§ **EXERCISE REQUIREMENTS**
Transcribe all the entries that follow, leaving nothing out.

====

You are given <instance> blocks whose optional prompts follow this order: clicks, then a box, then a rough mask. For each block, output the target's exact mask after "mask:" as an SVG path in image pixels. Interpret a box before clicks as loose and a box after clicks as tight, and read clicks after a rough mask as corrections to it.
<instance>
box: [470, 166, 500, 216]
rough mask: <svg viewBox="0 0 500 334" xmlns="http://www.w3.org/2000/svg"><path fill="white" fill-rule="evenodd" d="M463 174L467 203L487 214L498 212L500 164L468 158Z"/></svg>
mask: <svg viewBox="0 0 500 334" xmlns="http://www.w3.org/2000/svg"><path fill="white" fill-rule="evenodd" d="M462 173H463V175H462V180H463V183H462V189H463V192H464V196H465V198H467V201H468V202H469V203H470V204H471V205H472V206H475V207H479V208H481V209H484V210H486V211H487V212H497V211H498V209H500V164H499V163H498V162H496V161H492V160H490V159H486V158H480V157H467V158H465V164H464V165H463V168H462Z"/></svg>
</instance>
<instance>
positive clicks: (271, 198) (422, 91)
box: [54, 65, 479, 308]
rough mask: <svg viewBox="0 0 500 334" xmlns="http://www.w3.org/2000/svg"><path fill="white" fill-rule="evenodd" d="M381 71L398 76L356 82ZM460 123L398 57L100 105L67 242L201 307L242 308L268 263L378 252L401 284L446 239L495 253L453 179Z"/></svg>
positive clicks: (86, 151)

====

§ **RESULT OF THIS TASK**
You are given <instance> blocks whose optional prompts follow this order: clicks, then a box, then a rough mask. For each block, output the target's exact mask after "mask:" as an SVG path in image pixels. Interpret a box before clicks as loose and a box after clicks as tight, and read clicks after a rough mask as corrections to it.
<instance>
box: [470, 166, 500, 216]
rough mask: <svg viewBox="0 0 500 334" xmlns="http://www.w3.org/2000/svg"><path fill="white" fill-rule="evenodd" d="M463 174L467 203L487 214L498 212L500 164L468 158Z"/></svg>
mask: <svg viewBox="0 0 500 334" xmlns="http://www.w3.org/2000/svg"><path fill="white" fill-rule="evenodd" d="M462 173H463V175H462V180H463V183H462V189H463V192H464V196H465V198H467V201H468V202H469V203H470V204H471V205H472V206H475V207H479V208H481V209H484V210H486V211H487V212H497V211H498V209H500V164H499V163H498V162H496V161H492V160H490V159H486V158H480V157H467V158H465V164H464V165H463V168H462Z"/></svg>
</instance>
<instance>
positive clicks: (271, 198) (422, 91)
box: [54, 65, 479, 308]
rough mask: <svg viewBox="0 0 500 334" xmlns="http://www.w3.org/2000/svg"><path fill="white" fill-rule="evenodd" d="M381 71L398 76L356 82ZM460 123L398 57L100 105L67 242L201 307L242 308L268 263L378 252L401 284L446 239L495 253L453 179Z"/></svg>
positive clicks: (86, 151)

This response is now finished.